- **Tarefas e exercícios**:
A - Responda, com base no texto sobre o cinema de Koreeda, às perguntas abaixo.
(i) Qual é o título do texto?
(ii) Segundo o texto, em que está o segredo de Koreeda?
(iii) Que banalidades quotidianas o texto enumera entre travessões?
B - Transcreva do texto sobre o cinema de Koreeda o trecho que se inicia nas palavras "O segredo de" e termina logo depois de "dramáticas da narrativa.".

A família biológica

O segredo de Koreeda está na sua capacidade de transformar os “temas” em simples ressonâncias, que nunca prevalecem sobre um primeiro plano constituído por acções, descrições, gestos, momentos de contemplação

Vai-se tornando repetitivo dizê-lo mas cada novo filme o confirma: não deve haver hoje em todo o mundo mais algum cineasta que, como Hirokazu Koreeda, sistematicamente baseie o seu cinema num olhar sobre a infância e, o que é outro passo ligeiramente diferente, num olhar a partir da infância. E sobretudo que o faça tão bem, com tanta graça e delicadeza, no olhar sobre os miúdos mas também na encenação do espaço doméstico e familiar, fazendo as banalidades quotidianas – refeições, jogos de consola, trabalhos de casa – viverem com uma força de “verdadeira vida”, independentemente das circunstâncias mais ou menos dramáticas da narrativa.

- **Listagem fornecida**:
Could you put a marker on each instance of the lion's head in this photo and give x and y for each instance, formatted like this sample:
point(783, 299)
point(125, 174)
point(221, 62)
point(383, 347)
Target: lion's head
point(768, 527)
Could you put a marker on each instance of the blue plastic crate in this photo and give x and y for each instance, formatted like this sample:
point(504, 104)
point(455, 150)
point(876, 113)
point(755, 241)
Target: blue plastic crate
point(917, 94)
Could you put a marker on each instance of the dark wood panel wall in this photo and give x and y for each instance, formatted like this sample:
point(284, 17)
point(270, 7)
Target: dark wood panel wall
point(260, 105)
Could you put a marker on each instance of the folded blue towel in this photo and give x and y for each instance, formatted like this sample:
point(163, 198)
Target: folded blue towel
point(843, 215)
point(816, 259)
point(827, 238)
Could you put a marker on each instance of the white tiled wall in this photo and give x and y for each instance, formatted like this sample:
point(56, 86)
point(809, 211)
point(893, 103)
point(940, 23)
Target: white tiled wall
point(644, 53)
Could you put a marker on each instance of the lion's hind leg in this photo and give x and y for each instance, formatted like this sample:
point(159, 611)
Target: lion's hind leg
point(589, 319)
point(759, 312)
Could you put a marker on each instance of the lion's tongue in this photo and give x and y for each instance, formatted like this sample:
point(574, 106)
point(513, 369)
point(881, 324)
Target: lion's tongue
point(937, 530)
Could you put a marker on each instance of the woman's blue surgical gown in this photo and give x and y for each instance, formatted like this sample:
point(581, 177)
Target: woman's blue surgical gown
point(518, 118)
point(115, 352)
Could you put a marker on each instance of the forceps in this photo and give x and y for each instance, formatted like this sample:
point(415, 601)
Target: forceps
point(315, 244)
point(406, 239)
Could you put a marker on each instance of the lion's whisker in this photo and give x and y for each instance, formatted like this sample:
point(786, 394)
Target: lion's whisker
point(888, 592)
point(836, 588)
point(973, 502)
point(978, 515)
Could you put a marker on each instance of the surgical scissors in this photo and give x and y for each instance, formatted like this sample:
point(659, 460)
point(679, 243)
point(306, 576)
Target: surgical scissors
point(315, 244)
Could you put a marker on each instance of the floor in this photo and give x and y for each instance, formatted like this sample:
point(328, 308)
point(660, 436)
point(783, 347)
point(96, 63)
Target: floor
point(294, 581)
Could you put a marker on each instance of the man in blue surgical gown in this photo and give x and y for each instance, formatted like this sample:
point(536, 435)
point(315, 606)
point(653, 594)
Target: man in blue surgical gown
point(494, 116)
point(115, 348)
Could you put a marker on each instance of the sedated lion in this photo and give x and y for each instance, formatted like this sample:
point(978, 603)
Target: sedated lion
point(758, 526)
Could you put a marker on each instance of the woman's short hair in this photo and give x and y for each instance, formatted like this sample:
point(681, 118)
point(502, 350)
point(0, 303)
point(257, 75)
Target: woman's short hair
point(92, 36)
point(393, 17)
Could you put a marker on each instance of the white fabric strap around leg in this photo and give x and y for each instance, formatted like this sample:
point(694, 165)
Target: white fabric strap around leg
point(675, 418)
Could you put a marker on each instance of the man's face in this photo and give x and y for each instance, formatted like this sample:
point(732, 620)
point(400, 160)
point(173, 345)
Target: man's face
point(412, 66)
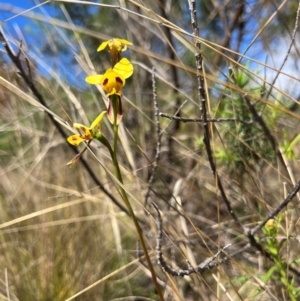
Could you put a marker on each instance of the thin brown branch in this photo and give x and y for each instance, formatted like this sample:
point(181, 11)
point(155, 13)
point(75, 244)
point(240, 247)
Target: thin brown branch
point(207, 264)
point(203, 104)
point(158, 143)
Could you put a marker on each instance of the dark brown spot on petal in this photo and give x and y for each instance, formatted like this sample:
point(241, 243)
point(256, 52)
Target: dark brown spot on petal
point(119, 80)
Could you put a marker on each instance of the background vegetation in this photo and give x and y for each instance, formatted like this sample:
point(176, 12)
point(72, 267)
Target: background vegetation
point(62, 236)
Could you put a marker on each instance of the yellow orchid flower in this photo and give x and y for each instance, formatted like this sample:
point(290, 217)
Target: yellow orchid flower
point(85, 133)
point(114, 44)
point(113, 80)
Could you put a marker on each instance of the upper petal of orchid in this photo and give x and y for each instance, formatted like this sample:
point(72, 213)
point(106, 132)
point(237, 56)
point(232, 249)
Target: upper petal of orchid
point(84, 131)
point(94, 79)
point(124, 67)
point(103, 45)
point(75, 140)
point(97, 120)
point(112, 81)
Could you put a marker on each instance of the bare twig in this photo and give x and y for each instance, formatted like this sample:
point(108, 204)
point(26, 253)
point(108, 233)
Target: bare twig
point(276, 210)
point(183, 119)
point(288, 51)
point(207, 264)
point(158, 134)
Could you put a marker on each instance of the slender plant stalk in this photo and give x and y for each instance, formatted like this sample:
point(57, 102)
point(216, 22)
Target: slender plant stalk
point(127, 203)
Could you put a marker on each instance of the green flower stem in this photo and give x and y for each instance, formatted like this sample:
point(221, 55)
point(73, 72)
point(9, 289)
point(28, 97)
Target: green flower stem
point(115, 103)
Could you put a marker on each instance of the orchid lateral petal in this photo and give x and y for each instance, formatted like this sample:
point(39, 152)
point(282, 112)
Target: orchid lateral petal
point(124, 67)
point(75, 140)
point(102, 46)
point(110, 112)
point(112, 82)
point(94, 79)
point(83, 130)
point(98, 120)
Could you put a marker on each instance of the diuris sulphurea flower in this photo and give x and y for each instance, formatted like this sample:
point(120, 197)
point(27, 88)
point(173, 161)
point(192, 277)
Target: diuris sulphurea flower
point(115, 47)
point(113, 80)
point(85, 134)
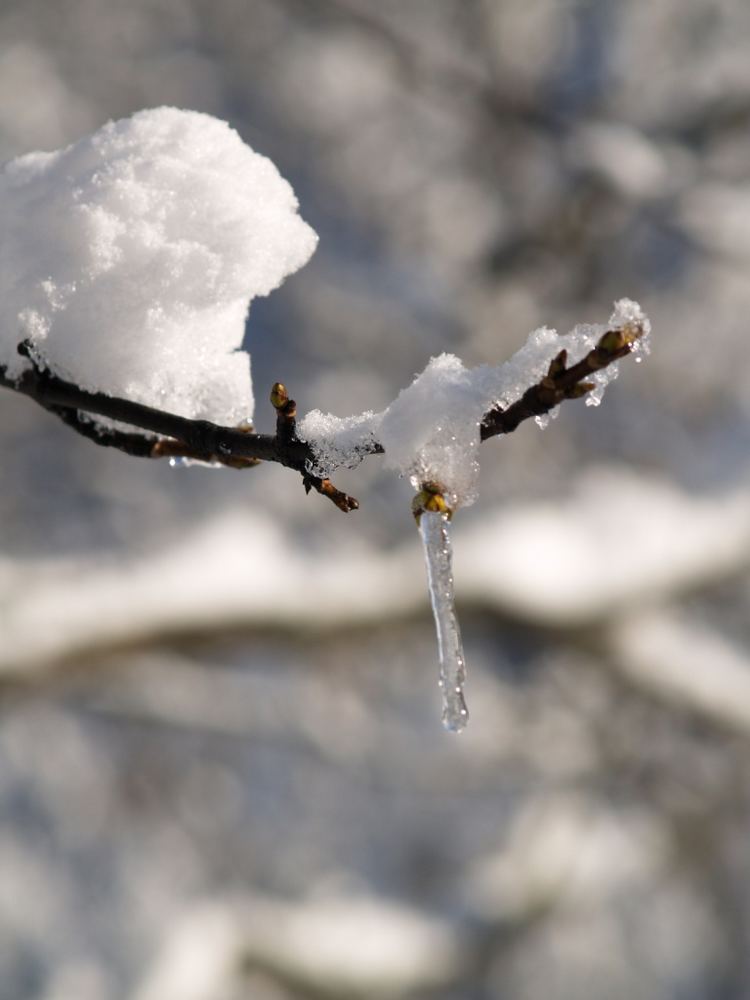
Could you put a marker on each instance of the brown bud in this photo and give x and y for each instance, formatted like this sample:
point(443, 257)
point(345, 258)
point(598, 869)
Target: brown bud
point(578, 390)
point(279, 395)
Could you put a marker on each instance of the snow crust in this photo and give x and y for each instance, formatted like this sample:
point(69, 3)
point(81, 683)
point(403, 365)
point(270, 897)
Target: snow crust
point(431, 430)
point(129, 258)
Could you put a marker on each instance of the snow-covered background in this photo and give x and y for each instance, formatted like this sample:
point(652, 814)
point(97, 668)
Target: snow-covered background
point(222, 773)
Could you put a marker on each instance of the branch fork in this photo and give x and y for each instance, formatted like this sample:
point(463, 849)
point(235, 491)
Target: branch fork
point(167, 435)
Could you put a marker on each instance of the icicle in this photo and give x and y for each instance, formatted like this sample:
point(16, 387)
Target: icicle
point(435, 531)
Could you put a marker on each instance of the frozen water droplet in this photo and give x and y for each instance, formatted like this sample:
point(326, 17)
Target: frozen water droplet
point(435, 531)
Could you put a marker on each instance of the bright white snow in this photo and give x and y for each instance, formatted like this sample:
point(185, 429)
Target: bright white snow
point(431, 431)
point(129, 259)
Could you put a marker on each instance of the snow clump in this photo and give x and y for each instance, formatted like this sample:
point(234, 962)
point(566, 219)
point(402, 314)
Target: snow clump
point(129, 258)
point(431, 432)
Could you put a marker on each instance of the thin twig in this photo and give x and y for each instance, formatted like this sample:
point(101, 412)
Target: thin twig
point(173, 436)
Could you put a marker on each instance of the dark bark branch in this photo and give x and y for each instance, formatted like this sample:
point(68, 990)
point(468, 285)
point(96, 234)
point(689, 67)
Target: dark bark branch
point(169, 435)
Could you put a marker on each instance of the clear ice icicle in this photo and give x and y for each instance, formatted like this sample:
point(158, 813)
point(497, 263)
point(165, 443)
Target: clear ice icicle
point(435, 531)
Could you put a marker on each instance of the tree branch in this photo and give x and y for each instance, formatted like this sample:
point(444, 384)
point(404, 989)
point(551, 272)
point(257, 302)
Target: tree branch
point(173, 436)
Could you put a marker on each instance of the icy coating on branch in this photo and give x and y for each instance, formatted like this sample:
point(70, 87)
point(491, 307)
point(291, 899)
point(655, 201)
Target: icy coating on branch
point(129, 259)
point(431, 431)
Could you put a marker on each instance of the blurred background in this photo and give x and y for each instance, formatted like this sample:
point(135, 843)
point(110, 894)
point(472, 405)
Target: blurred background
point(222, 771)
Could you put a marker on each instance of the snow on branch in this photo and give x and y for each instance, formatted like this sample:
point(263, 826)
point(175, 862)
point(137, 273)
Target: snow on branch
point(127, 262)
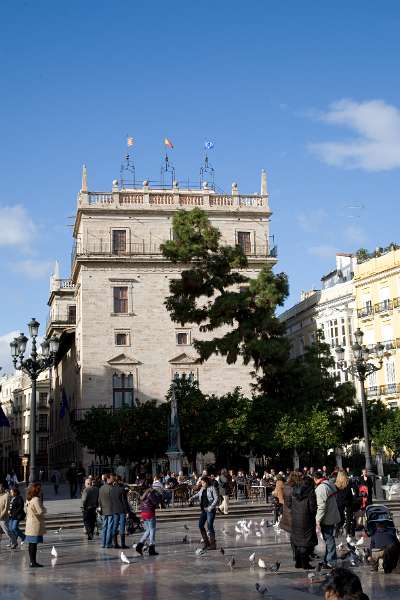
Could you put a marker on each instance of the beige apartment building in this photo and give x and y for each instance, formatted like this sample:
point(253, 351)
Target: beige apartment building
point(15, 400)
point(118, 343)
point(377, 297)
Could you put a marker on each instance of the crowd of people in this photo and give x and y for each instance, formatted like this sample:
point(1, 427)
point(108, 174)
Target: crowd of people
point(308, 503)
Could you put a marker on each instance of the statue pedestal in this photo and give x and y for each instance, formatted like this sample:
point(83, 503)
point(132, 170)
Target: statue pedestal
point(175, 460)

- **Respostas**:
A -
(i) A família biológica.
(ii) Na sua capacidade de transformar os "temas" em simples ressonâncias, que nunca prevalecem sobre um primeiro plano constituído por acções, descrições, gestos, momentos de contemplação.
(iii) Refeições, jogos de consola e trabalhos de casa.

B -
O segredo de Koreeda está na sua capacidade de transformar os “temas” em simples ressonâncias, que nunca prevalecem sobre um primeiro plano constituído por acções, descrições, gestos, momentos de contemplação

Vai-se tornando repetitivo dizê-lo mas cada novo filme o confirma: não deve haver hoje em todo o mundo mais algum cineasta que, como Hirokazu Koreeda, sistematicamente baseie o seu cinema num olhar sobre a infância e, o que é outro passo ligeiramente diferente, num olhar a partir da infância. E sobretudo que o faça tão bem, com tanta graça e delicadeza, no olhar sobre os miúdos mas também na encenação do espaço doméstico e familiar, fazendo as banalidades quotidianas – refeições, jogos de consola, trabalhos de casa – viverem com uma força de “verdadeira vida”, independentemente das circunstâncias mais ou menos dramáticas da narrativa.